- _Work instructions_
Pick out every line below that contains the word "cloud" and copy each one in full. Matching is case-sensitive.

- _Box annotations for photos_

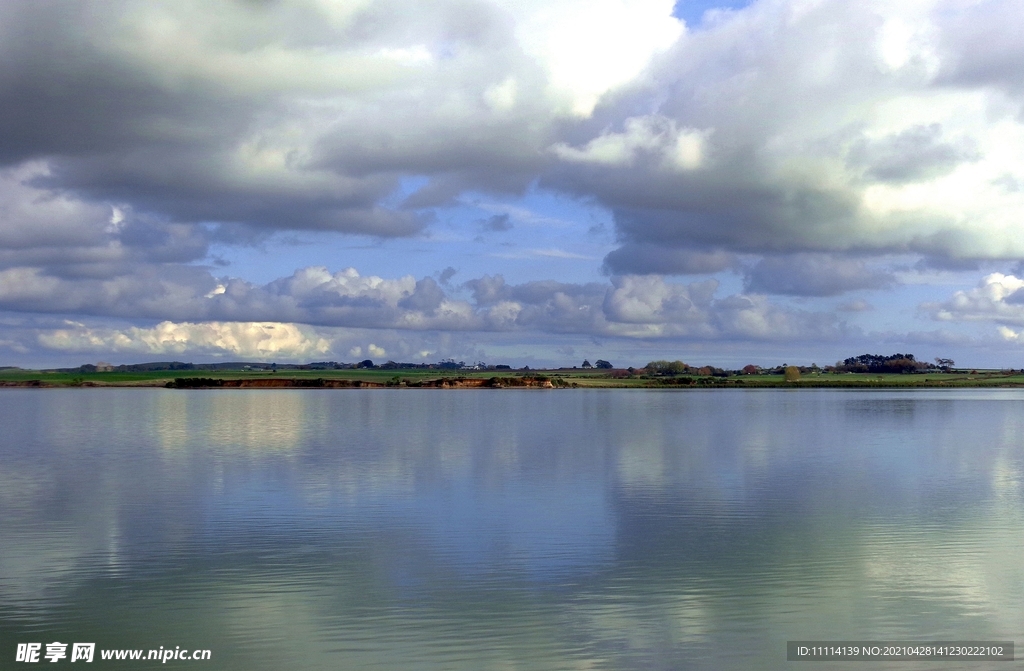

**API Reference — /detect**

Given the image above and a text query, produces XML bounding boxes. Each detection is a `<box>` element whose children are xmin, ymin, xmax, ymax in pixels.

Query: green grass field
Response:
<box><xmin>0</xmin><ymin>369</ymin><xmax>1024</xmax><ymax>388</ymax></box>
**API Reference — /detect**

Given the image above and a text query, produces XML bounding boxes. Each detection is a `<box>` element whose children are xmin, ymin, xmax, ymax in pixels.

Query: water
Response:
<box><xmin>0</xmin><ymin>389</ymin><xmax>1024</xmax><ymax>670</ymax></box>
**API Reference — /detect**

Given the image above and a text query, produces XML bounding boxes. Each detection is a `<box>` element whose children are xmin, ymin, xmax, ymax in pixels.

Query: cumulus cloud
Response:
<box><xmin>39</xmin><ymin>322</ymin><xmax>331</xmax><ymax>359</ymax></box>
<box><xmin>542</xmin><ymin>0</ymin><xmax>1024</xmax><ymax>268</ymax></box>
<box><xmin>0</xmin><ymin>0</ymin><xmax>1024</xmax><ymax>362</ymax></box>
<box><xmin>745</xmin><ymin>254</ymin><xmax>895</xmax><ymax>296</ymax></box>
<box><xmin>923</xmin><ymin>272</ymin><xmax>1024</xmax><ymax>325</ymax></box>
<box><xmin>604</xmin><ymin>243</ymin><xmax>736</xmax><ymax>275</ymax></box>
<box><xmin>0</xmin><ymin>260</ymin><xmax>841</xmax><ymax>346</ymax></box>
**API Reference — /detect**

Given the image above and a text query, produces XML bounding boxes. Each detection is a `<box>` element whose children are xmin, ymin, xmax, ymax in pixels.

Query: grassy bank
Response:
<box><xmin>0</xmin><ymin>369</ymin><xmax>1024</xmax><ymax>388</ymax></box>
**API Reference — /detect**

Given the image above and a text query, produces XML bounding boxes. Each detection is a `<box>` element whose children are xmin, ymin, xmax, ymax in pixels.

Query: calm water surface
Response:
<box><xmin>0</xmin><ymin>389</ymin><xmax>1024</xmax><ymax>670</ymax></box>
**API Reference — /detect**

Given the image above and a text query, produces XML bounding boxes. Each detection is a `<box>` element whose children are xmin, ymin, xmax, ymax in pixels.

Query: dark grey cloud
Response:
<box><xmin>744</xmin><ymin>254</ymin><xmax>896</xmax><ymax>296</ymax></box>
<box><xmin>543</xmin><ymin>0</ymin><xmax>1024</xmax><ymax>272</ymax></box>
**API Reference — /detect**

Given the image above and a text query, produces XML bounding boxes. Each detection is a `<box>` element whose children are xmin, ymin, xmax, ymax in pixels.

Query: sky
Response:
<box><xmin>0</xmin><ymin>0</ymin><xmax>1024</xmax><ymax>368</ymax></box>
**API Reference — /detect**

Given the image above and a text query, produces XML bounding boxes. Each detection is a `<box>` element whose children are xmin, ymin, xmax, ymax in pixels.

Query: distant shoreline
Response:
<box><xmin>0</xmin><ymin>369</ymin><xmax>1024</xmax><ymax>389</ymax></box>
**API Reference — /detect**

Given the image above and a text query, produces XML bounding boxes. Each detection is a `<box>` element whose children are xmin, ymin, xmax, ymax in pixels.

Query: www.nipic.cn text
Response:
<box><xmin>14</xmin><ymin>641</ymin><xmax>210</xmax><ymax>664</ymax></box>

- _Result of the task_
Query: cumulus cloud
Query: dark grey cloud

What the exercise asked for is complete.